-- DATA FOR THE TASK follows --
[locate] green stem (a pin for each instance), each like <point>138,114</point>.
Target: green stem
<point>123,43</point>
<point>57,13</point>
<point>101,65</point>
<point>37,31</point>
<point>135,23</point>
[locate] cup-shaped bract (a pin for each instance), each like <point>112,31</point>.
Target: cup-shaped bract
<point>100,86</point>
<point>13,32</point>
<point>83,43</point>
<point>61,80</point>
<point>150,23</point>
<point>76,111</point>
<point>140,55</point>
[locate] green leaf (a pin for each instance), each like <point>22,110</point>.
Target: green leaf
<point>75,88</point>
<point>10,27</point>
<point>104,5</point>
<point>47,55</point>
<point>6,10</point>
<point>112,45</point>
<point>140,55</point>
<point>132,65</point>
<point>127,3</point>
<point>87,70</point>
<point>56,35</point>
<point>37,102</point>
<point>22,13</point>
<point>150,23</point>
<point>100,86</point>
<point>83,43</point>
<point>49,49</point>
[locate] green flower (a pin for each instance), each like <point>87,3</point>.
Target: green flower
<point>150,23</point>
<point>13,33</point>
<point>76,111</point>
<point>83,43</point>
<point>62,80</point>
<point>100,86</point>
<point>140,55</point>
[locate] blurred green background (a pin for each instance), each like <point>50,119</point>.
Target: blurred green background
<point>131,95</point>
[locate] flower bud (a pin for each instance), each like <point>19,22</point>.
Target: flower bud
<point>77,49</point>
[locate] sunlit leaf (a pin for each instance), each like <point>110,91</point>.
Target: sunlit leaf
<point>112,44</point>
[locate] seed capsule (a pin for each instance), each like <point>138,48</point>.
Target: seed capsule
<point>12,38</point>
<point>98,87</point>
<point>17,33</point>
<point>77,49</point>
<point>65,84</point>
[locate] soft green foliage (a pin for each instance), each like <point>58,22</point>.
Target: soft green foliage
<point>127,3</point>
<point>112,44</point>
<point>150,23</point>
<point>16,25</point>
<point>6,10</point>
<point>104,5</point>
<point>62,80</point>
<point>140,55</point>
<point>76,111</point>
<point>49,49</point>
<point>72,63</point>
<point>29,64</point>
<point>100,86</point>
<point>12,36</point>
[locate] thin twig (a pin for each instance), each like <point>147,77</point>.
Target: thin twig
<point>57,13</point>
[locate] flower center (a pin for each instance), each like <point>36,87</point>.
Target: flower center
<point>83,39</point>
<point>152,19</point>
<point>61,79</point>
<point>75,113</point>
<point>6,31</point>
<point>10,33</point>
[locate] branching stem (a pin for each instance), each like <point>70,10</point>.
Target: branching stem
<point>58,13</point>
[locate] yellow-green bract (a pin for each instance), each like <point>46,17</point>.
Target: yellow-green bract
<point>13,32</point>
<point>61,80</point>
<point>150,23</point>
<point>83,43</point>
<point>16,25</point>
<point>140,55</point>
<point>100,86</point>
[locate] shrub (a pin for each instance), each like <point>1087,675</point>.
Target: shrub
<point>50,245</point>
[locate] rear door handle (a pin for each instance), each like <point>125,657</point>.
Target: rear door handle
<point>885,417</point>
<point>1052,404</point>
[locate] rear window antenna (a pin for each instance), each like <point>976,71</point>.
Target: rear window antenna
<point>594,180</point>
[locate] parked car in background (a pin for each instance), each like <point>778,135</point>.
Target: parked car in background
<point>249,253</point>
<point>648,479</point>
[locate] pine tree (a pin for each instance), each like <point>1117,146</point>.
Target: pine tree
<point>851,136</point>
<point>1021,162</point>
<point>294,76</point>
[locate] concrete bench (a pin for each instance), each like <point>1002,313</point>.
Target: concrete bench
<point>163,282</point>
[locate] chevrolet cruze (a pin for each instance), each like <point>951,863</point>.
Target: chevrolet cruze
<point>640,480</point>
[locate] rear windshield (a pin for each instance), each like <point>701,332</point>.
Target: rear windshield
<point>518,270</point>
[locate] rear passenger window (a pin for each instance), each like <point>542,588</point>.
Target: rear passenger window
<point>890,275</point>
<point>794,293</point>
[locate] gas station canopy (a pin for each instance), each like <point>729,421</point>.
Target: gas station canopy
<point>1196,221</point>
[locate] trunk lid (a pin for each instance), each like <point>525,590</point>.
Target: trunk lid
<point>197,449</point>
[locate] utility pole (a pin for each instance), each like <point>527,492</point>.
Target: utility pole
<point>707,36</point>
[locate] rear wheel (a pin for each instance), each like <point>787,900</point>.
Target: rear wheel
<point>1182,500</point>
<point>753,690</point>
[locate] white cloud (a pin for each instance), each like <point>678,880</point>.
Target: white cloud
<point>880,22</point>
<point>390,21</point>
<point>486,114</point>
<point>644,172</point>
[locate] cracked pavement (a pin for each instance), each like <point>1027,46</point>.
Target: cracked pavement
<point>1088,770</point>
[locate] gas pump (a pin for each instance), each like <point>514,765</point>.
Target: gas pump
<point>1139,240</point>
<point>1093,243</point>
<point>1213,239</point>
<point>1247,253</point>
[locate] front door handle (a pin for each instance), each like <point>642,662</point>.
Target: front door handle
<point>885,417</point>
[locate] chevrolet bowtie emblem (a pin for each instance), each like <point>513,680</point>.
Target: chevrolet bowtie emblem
-- DATA FOR THE TASK concluded --
- [PROBLEM TO WORK ON] Copy the entire listing, keeping each line exactly as it is.

- [YOUR RESPONSE]
[locate] green stem (a pin for each instance), each like <point>138,114</point>.
Target: green stem
<point>123,43</point>
<point>57,13</point>
<point>101,65</point>
<point>37,31</point>
<point>135,23</point>
[locate] cup-shaped bract (a pin for each instance), each like <point>112,31</point>.
Target: cup-shaped bract
<point>100,86</point>
<point>13,32</point>
<point>83,43</point>
<point>61,80</point>
<point>150,23</point>
<point>76,111</point>
<point>140,55</point>
[locate] green leaf (a pin for each instance), each like <point>22,110</point>.
Target: green leaf
<point>75,88</point>
<point>10,27</point>
<point>104,5</point>
<point>47,55</point>
<point>6,10</point>
<point>112,45</point>
<point>140,55</point>
<point>132,65</point>
<point>127,3</point>
<point>87,70</point>
<point>56,35</point>
<point>37,102</point>
<point>22,13</point>
<point>150,23</point>
<point>100,86</point>
<point>83,43</point>
<point>49,49</point>
[locate] green flower (a pin for each instance), each like <point>87,3</point>.
Target: green flower
<point>150,23</point>
<point>13,33</point>
<point>76,111</point>
<point>83,43</point>
<point>62,80</point>
<point>100,86</point>
<point>140,55</point>
[locate] blurred green background (a pin for each instance), each like <point>50,119</point>.
Target: blurred green background
<point>131,95</point>
[locate] flower bud (a pin for each instance), each like <point>19,22</point>.
Target: flower bud
<point>77,49</point>
[locate] sunlit leaf (a pin for each instance), each like <point>110,91</point>.
Target: sunlit leaf
<point>112,44</point>
[locate] seed capsule (a pin for each instance), each like <point>138,48</point>.
Target: seed capsule
<point>12,38</point>
<point>98,87</point>
<point>17,33</point>
<point>77,49</point>
<point>65,84</point>
[locate] soft green foliage (a pin for each instance), each like <point>58,22</point>.
Target: soft green foliage
<point>127,3</point>
<point>112,44</point>
<point>150,23</point>
<point>16,25</point>
<point>6,10</point>
<point>104,5</point>
<point>62,80</point>
<point>140,55</point>
<point>76,111</point>
<point>49,49</point>
<point>72,63</point>
<point>29,64</point>
<point>100,86</point>
<point>12,36</point>
[locate] thin twig (a pin for each instance), each like <point>147,77</point>.
Target: thin twig
<point>57,13</point>
[locate] flower center (a pin for each instance), each like <point>36,87</point>.
Target: flower center
<point>83,39</point>
<point>152,19</point>
<point>61,79</point>
<point>75,113</point>
<point>6,31</point>
<point>10,33</point>
[locate] branching stem (a pin for each instance), each like <point>70,10</point>.
Target: branching stem
<point>58,13</point>
[locate] yellow-green bract (a pin for each instance), each like <point>46,17</point>.
Target: yellow-green bract
<point>13,32</point>
<point>61,80</point>
<point>150,23</point>
<point>83,43</point>
<point>16,25</point>
<point>140,55</point>
<point>100,86</point>
[locate] shrub (a pin for each instance), each like <point>1087,675</point>.
Target: shrub
<point>50,245</point>
[locate] rear door handle (a pin for each instance), each like <point>125,657</point>.
Target: rear door handle
<point>885,417</point>
<point>1052,404</point>
[locate] rear window antenna (a pin for each instance), each like <point>976,71</point>.
Target: rear window antenna
<point>594,180</point>
[locate] parked car in background (a pin for each instance), each like <point>778,135</point>.
Target: parked car in background
<point>249,253</point>
<point>648,479</point>
[locate] pine tree (a pin for each instance), each like <point>1117,146</point>.
Target: pine tree
<point>851,136</point>
<point>1021,162</point>
<point>294,76</point>
[locate] concrete bench (a pin for each instance), each like <point>1002,313</point>.
Target: concrete bench
<point>163,282</point>
[locate] chevrolet cruze (a pin for each instance), each like <point>951,863</point>.
Target: chevrolet cruze
<point>640,480</point>
[locate] rear windshield (a pin for each instance), each like <point>701,332</point>.
Target: rear windshield
<point>518,270</point>
[locate] rear passenger window (a pin for each instance), each like <point>542,588</point>.
Target: rear passenger window
<point>890,275</point>
<point>794,293</point>
[locate] gas station canopy (a pin for each instance), each like <point>729,421</point>.
Target: gas station canopy
<point>1196,221</point>
[locate] trunk lid (a pin for each instance), each like <point>525,590</point>.
Target: trunk lid
<point>197,449</point>
[locate] utility pole (a pin for each instance), each like <point>527,492</point>.
Target: utility pole
<point>707,36</point>
[locate] rear wheel (a pin for each instance), each like <point>787,900</point>.
Target: rear wheel
<point>1182,500</point>
<point>753,690</point>
[locate] white cloud (a pin for each instance), each like <point>678,880</point>.
Target: white cloud
<point>880,22</point>
<point>390,21</point>
<point>486,114</point>
<point>644,172</point>
[locate] cracked pavement (a pin for each instance), each like <point>1027,46</point>.
Target: cracked pavement
<point>1088,770</point>
[locate] gas pump (a pin for each instance), each like <point>514,765</point>.
Target: gas pump
<point>1139,240</point>
<point>1093,243</point>
<point>1213,239</point>
<point>1247,253</point>
[locate] front door handle (a pin for each instance), each like <point>642,662</point>.
Target: front door handle
<point>885,417</point>
[locate] chevrolet bowtie emblem (a pin for each instance), each like <point>513,680</point>.
Target: chevrolet bowtie emblem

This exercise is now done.